> [To be done]:
(1) From the trial registration below, reproduce the passage word for word, beginning at the words "Additional Trial Information" and stopping after "JEL code(s)".
(2) Answer these questions using the trial registration below:
(a) Which country is listed under Locations?
(b) What is the start date given for the trial?
(c) In the second treatment, what can individuals do to a message besides transferring or blocking it?

> [Text shown]:
▬▬▬

Initial registration date is when the trial was registered.

It corresponds to when the registration was submitted to the Registry to be reviewed for publication.

First published
October 03, 2025, 10:25 AM EDT

First published corresponds to when the trial was first made public on the Registry after being reviewed.

Last updated
November 07, 2025, 3:55 AM EST

Last updated is the most recent time when changes to the trial's registration were published.

Locations

Country
France
Region
Paris

Primary Investigator

Name
liza charroin
Affiliation
Université Paris 1
Contact Primary Investigator

Other Primary Investigator(s)

PI Name
christophe bravard
PI Affiliation

Additional Trial Information

Status
In development
Start date
2025-10-13
End date
2025-12-19
Keywords
Behavior, Lab
Additional Keywords
Networks, rumors.
JEL code(s)
Secondary IDs
Prior work
This trial does not extend or rely on any prior RCTs.
Abstract
This paper investigates how misinformation propagates through social networks using experimental methods that allow us to isolate key mechanisms of message transmission. We focus on the role of individuals in either transferring, blocking, or transforming a message, distinguishing between two treatments: one in which messages can only be transferred or blocked, and another in which individuals can also modify the content before passing it on. These treatments capture real-world dynamics, such as reposting versus quoting on social media, or faithfully relaying versus rephrasing in interpersonal communication.

▬▬▬

> [Given information]:
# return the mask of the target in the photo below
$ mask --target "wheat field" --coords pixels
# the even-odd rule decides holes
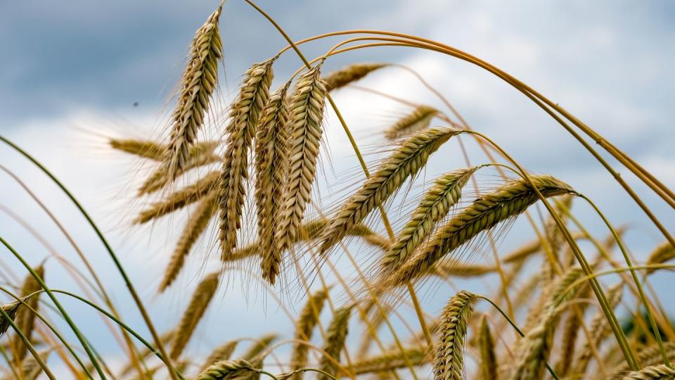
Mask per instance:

▬▬▬

> [Solutions for each task]:
(1)
Additional Trial Information

Status
In development
Start date
2025-10-13
End date
2025-12-19
Keywords
Behavior, Lab
Additional Keywords
Networks, rumors.
JEL code(s)

(2)
(a) France
(b) 2025-10-13
(c) Modify the content before passing it on.